┌────────

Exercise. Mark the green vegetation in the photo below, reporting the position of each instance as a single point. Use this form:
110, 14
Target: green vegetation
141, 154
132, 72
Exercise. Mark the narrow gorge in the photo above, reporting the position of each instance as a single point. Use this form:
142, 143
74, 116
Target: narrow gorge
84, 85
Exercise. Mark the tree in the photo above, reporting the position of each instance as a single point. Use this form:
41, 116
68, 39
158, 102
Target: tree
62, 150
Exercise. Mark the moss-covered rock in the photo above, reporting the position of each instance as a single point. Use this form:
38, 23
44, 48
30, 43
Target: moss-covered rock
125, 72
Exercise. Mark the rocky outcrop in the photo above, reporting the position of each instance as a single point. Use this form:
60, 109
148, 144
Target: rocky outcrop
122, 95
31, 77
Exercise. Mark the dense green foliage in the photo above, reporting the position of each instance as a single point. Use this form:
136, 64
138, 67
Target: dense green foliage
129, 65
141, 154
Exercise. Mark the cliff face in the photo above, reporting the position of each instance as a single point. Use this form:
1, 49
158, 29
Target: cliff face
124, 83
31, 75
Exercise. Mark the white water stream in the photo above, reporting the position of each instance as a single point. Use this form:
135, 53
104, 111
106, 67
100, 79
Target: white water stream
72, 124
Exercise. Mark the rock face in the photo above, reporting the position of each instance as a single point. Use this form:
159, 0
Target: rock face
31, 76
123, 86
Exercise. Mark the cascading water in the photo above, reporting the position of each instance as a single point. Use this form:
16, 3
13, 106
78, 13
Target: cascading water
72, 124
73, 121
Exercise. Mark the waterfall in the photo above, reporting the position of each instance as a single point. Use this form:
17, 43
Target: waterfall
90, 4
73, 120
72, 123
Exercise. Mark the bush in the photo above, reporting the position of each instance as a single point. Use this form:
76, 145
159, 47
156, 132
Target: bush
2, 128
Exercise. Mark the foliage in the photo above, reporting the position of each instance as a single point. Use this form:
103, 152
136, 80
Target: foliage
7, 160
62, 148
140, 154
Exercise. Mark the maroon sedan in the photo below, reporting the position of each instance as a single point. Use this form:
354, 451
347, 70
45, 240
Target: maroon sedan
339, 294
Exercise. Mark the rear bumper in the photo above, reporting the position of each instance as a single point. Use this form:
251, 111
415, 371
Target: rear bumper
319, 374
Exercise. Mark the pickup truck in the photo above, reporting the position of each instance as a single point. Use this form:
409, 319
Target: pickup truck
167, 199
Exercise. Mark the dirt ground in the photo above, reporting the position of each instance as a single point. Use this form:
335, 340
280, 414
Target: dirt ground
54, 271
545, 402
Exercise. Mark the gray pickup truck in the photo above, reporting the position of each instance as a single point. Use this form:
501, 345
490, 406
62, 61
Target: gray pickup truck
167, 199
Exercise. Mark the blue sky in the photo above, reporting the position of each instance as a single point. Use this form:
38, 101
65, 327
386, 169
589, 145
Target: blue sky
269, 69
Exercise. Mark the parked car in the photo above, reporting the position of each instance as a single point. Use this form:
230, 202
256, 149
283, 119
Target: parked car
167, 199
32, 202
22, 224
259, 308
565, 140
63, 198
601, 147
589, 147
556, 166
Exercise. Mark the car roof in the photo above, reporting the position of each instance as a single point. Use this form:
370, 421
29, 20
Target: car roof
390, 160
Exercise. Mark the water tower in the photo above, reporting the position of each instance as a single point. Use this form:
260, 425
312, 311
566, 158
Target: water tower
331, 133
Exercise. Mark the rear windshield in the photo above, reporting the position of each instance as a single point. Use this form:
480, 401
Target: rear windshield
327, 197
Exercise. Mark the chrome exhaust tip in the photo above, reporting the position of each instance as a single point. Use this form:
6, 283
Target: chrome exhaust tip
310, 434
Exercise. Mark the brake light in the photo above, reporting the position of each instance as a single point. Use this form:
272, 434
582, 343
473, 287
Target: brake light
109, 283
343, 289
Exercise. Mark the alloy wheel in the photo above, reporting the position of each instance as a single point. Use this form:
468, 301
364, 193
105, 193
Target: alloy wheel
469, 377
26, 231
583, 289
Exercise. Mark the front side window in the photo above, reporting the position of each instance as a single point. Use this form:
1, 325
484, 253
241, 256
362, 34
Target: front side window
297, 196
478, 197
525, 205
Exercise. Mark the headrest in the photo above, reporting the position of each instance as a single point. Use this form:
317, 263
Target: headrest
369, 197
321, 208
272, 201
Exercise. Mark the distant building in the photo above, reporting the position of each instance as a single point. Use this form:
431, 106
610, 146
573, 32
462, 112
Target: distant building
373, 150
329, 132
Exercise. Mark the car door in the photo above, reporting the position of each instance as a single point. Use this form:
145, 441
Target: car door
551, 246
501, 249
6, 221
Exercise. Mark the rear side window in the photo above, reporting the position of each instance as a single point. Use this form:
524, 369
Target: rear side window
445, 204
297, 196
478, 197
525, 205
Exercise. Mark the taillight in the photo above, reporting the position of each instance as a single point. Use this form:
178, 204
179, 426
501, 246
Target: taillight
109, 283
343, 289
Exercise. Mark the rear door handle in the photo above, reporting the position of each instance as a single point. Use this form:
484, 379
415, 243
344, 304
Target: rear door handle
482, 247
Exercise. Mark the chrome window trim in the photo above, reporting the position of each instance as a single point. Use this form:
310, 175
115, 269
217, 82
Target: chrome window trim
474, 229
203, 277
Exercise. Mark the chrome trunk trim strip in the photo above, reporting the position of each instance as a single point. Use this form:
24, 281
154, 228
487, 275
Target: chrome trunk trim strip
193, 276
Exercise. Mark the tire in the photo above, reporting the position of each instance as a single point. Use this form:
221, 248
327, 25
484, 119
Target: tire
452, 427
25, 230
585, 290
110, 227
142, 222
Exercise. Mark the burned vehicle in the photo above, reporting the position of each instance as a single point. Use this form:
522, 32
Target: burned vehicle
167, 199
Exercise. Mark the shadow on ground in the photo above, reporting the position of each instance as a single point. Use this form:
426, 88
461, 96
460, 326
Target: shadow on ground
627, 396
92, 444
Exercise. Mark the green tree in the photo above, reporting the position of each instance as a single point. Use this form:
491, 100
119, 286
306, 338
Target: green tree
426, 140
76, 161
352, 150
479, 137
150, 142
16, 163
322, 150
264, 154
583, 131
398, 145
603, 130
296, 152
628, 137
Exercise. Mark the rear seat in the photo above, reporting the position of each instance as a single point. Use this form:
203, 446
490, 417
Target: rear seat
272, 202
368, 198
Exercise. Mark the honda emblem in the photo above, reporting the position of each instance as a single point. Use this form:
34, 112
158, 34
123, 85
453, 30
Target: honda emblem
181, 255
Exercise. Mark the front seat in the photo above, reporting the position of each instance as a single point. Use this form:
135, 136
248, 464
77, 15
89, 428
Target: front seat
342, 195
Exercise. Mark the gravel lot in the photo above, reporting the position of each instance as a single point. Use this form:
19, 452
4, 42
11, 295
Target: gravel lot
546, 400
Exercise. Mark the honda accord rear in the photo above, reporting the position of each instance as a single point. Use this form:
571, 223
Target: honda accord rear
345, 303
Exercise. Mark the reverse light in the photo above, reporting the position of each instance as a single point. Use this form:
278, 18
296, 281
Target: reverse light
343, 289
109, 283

└────────

Task details:
Return each line above exactly.

The answer:
Exercise. Mark the green vegetation in the photo below, reporting the position of each instance as a single point. Use this form:
110, 14
Target: green vegetation
141, 154
132, 72
Exercise. Mark the narrow gorge in the photo above, reporting the position of each instance as a single point. Use this form:
142, 143
74, 116
Target: narrow gorge
84, 85
Exercise. Mark the tree in the photo above, reporting the position of each instance as a single point. Use this form:
41, 116
68, 39
158, 102
Target: tree
62, 150
Exercise. Mark the moss-covered rock in the photo above, reporting the position of each instance as a single point. Use this form:
38, 23
44, 48
30, 43
Target: moss-covered rock
125, 72
Exercise. Mark the rocky outcrop in the photo above, reporting the position of each instance as a single point. Use this form:
60, 109
148, 144
Target: rocky outcrop
122, 95
31, 77
Exercise. Mark the dense green foliage in the photo above, reporting the position of each instance as a single point. Use this form:
136, 64
138, 67
Target: dense green foliage
129, 65
141, 154
Exercise. Mark the cliff face in the photo above, reporting the position of each instance as a single point. Use this form:
1, 49
158, 29
Target: cliff face
124, 83
31, 75
Exercise. Mark the white water stream in the photo above, reporting the position of each instance as a single point. Use this form:
135, 53
104, 111
106, 67
100, 79
Target: white water stream
72, 124
Exercise. Mark the rock face in the photo above, reporting the position of each instance as a single point. Use this form:
159, 0
Target: rock face
31, 76
123, 86
Exercise. Mark the cascading water in the photo above, reporting the position of each instance as a single point. Use this form:
16, 3
13, 106
78, 13
Target: cascading water
72, 124
73, 121
Exercise. Mark the waterfall in the photo above, reporting the position of each instance as a single point. Use this form:
17, 43
Target: waterfall
90, 4
73, 120
72, 123
Exercise. Mark the bush in the photo above, reporting the position of each instance as a single point. Use this form:
76, 145
159, 47
156, 132
Target: bush
2, 128
Exercise. Mark the foliage in the photo above, reporting the position of each instance as a single point. Use this form:
103, 152
136, 80
Target: foliage
7, 160
62, 148
140, 154
Exercise. Mark the maroon sedan in the photo below, reporting the position of each instance as a single point. Use this form:
354, 451
347, 70
45, 240
Target: maroon sedan
339, 294
Exercise. Mark the rear bumper in the photo above, reporting the position of each instance as a single point. Use this form:
251, 111
415, 371
Target: rear bumper
319, 374
Exercise. Mark the pickup truck in the photo above, reporting the position of each instance as a single point. Use this form:
409, 319
Target: pickup truck
167, 199
Exercise. Mark the dirt ground in the photo above, reporting the position of each instance as a single point. Use this form:
335, 340
280, 414
Target: dirt ground
54, 271
545, 402
Exercise. Mark the gray pickup truck in the photo above, reporting the position of each instance as a single point. Use this form:
501, 345
490, 406
62, 61
Target: gray pickup truck
167, 199
Exercise. Mark the blue sky in the photo above, reporting the position of each instance as a single point. Use this form:
38, 101
65, 327
386, 169
589, 145
Target: blue sky
269, 69
Exercise. Mark the parked car in the photo above, reporting the position of each instance as a single point. Use this form:
230, 202
256, 149
283, 119
Target: parked car
167, 199
32, 202
22, 224
259, 308
565, 140
63, 198
601, 147
589, 147
556, 166
Exercise. Mark the car roof in the photo above, reporting the position of each instance as a single point. Use this form:
370, 421
29, 20
Target: car roof
390, 160
Exercise. Mark the water tower in the photo above, reporting the position of each instance as a single point. Use this form:
260, 425
312, 311
566, 158
Target: water tower
331, 133
Exercise. Mark the rear windshield in the photo above, reporting the position of each instance as a single point. Use this form:
480, 401
Target: rear windshield
327, 197
Exercise. Mark the chrome exhaust tip in the photo above, reporting the position of each instance as a single point. Use this form:
6, 283
Target: chrome exhaust tip
310, 434
Exercise. Mark the brake light in the photo above, reporting the position of each instance as a single point. Use this form:
272, 434
582, 343
473, 287
Target: brake light
109, 283
343, 289
Exercise. Mark the alloy wheel in the photo above, reporting the position of each instance as a single point. Use this form:
468, 301
364, 193
105, 193
Target: alloy wheel
469, 377
26, 231
583, 289
Exercise. Mark the front side window in the photo above, reporting the position of each instance as a single point. Use this form:
1, 325
484, 253
241, 256
362, 34
Target: front side window
297, 196
478, 197
525, 205
Exercise. Mark the headrest in the photo above, reporting the position of each instance as a single point. Use this form:
317, 263
Target: headrest
369, 197
321, 208
272, 201
Exercise. Mark the distant building in the photo above, reporting the position of each instance as a single point. Use this form:
431, 106
610, 146
573, 32
462, 112
Target: distant building
373, 150
329, 132
Exercise. Mark the car door in the photo above, reporting the position of each instance as a single point. Use this form:
145, 441
Target: car door
551, 246
501, 249
6, 221
Exercise. Mark the rear side window in the photo above, reporting the position of each instance as a single point. Use this form:
524, 369
Target: rear side window
445, 204
297, 196
478, 197
525, 205
Exercise. Mark the taillight in the photo above, reporting the position of each instance as a single point. Use this form:
178, 204
179, 426
501, 246
Target: taillight
109, 283
343, 289
Exercise. Mark the rear door handle in the photo above, reporting the position of each instance as a single point. Use this form:
484, 379
415, 243
344, 304
Target: rear door handle
482, 247
Exercise. Mark the chrome window trim in the photo above, reporting the position of each instance as a single point. Use this form:
310, 175
115, 269
217, 82
Target: chrome window trim
474, 229
203, 277
Exercise. Mark the chrome trunk trim strip in the photo above, reporting the position of each instance as a single point. Use this form:
24, 281
154, 228
487, 275
Target: chrome trunk trim strip
193, 276
Exercise. Mark the tire in the photo above, reporting the position of each instance as a single point. Use this form:
221, 248
327, 25
484, 119
Target: tire
452, 427
25, 230
585, 290
110, 227
142, 222
Exercise. Mark the burned vehicle in the photo above, reporting the position of each instance as a single point. Use this form:
522, 32
Target: burned vehicle
167, 199
Exercise. Mark the shadow on ground in the photo above, reporting the position of each instance as a single point. Use this form:
426, 88
461, 96
460, 326
Target: shadow on ground
627, 396
92, 444
Exercise. Mark the green tree in the photo above, reporting the position of each instance as a single point. Use this form:
491, 100
119, 286
306, 338
Target: green tree
426, 140
76, 161
352, 150
479, 137
150, 142
16, 163
322, 150
264, 154
583, 131
398, 145
603, 130
296, 152
628, 137
Exercise. Mark the rear seat in the photo above, reporting the position of each instance as a single point. Use this form:
203, 446
490, 417
Target: rear seat
272, 202
368, 198
Exercise. Mark the honda emblem in the photo above, reporting the position of each instance as a single point. Use this form:
34, 112
158, 34
123, 85
453, 30
Target: honda emblem
181, 255
Exercise. Mark the front seat in the photo above, reporting the position of each instance as a single point. Use this form:
135, 136
248, 464
77, 15
89, 428
Target: front seat
342, 195
Exercise. Mark the gravel lot in the photo above, reporting the position of each instance as a single point. Use this form:
19, 452
4, 42
11, 295
Target: gravel lot
546, 400
Exercise. Mark the honda accord rear in the photo above, reporting the position of each instance as a single point. Use this form:
571, 223
Target: honda accord rear
345, 303
Exercise. Mark the reverse light in the photo above, reporting the position of each instance as a single point. Use this form:
278, 18
296, 281
Target: reverse light
343, 289
109, 283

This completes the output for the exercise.